▸ What is needed: Select every line in the lines below that contains the string "shirt", and copy each one. Case counts.

▸ Material shown:
========

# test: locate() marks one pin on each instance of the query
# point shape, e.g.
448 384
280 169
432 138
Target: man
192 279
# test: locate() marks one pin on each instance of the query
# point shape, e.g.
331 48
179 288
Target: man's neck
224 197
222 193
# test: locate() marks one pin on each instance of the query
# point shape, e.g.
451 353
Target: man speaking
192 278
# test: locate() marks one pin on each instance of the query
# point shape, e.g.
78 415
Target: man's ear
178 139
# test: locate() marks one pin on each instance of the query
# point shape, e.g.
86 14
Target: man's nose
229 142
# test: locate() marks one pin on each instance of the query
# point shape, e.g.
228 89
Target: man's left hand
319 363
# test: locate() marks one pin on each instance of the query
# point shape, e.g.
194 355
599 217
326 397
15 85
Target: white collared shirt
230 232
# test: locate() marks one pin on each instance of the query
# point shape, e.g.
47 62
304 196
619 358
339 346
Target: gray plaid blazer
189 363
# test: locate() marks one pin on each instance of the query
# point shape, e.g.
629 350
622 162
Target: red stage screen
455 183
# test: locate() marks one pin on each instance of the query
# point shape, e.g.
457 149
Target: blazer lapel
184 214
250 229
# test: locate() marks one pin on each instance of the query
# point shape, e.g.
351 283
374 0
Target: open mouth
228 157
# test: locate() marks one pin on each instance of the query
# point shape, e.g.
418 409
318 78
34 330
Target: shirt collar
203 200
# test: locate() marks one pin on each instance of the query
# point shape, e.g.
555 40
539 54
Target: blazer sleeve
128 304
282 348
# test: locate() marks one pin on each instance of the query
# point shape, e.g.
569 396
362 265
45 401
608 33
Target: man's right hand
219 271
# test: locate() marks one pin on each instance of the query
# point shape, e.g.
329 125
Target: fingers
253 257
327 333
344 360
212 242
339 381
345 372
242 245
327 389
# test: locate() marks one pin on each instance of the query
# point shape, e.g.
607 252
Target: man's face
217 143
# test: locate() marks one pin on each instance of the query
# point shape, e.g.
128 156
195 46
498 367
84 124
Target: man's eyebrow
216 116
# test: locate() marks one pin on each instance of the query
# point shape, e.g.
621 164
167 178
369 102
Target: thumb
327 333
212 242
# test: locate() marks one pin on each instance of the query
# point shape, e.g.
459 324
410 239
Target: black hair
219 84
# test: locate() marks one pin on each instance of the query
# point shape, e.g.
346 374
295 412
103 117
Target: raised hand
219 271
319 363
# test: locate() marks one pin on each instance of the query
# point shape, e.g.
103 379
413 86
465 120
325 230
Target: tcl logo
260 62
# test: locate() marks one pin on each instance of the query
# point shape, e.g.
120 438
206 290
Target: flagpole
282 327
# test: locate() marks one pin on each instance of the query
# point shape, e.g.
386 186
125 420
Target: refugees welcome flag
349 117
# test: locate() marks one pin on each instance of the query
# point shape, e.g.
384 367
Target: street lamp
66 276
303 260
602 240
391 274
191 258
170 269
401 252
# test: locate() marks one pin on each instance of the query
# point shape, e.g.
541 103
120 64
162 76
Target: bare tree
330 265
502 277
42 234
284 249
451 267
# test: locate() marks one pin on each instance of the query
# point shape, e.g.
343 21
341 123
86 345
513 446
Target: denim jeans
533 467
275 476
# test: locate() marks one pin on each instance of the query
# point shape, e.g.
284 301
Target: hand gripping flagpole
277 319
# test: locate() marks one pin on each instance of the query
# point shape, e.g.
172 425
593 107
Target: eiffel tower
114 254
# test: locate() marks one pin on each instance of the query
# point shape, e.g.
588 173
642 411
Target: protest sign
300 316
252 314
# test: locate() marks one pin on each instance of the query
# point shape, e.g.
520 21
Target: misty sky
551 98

========

▸ Result:
Target: white collared shirt
Target: shirt collar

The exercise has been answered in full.